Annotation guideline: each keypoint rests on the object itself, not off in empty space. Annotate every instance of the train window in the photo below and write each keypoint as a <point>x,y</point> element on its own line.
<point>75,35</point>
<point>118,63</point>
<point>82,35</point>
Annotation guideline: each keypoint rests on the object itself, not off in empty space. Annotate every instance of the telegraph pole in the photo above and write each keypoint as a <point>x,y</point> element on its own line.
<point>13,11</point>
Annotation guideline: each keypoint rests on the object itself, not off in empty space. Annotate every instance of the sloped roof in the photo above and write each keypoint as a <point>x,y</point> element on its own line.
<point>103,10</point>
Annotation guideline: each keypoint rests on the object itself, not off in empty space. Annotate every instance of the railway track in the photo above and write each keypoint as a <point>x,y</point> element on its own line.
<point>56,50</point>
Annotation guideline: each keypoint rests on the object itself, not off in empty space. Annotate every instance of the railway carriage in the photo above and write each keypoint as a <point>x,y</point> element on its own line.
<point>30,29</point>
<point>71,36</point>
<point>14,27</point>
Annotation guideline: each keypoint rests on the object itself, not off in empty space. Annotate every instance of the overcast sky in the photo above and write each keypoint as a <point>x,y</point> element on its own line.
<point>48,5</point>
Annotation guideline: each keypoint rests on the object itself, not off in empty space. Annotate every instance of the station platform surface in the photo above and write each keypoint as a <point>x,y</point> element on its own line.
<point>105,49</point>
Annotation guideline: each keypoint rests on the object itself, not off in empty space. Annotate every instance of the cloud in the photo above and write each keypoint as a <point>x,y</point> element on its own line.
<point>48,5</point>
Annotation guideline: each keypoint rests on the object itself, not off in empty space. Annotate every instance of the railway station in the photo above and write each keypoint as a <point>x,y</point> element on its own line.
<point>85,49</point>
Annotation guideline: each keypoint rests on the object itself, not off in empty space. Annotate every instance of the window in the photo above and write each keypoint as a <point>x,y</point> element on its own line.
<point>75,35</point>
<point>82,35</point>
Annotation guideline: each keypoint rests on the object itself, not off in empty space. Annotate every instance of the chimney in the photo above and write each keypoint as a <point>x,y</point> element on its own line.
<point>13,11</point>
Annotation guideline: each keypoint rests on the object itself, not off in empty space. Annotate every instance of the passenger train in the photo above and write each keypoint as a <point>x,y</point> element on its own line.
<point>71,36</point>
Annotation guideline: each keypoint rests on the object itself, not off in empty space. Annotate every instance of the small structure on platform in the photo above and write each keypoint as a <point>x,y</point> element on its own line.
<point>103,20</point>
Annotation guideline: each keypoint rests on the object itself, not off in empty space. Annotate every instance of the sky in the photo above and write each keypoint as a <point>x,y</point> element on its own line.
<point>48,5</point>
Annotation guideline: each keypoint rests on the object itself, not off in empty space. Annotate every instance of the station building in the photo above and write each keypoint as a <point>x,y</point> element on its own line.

--- --- ---

Work required: Please write out, word for word, the stretch of rows from the one containing "of the cloud" through the final row, both included.

Solved exercise:
Annotation guideline: each keypoint rests on the object itself, not off in empty space. Annotate every instance of the cloud in the photo above and write each keypoint as a <point>x,y</point> element on its own line.
<point>48,5</point>
Annotation guideline: each keypoint rests on the object itself, not off in empty space. Annotate every instance of the railway station in the photo above and write each keypoint as a <point>x,y</point> element on its own line.
<point>85,49</point>
Annotation guideline: each keypoint rests on the object itself, not off in empty space. Annotate every instance of the window in the photo above and write each keypoint as a <point>x,y</point> element on its own line.
<point>75,35</point>
<point>82,35</point>
Annotation guideline: each keypoint rests on the object itself, not off in empty space. Annotate every instance of the chimney in the photo above and write each keypoint as a <point>x,y</point> element on its own line.
<point>13,11</point>
Annotation guideline: each keypoint rests on the object itself, not off in empty space. Annotate every instance of the passenger train in the photo above and write each keypoint as a <point>x,y</point> element on its own line.
<point>71,36</point>
Annotation guideline: each keypoint rests on the object itself, not off in empty space. Annotate every instance of the small structure on platform in the photo above and write each keypoint as a <point>x,y</point> element on its own line.
<point>103,20</point>
Annotation guideline: each keypoint rests on the object itself, not off in empty space. Annotate every instance of the sky in the photo above and write each keypoint as a <point>x,y</point> element on its own line.
<point>48,5</point>
Annotation guideline: each keypoint rests on the object itself, not off in empty space. Annotate every instance of the station building in the photo above and write each keypoint as a <point>x,y</point> element on its own line.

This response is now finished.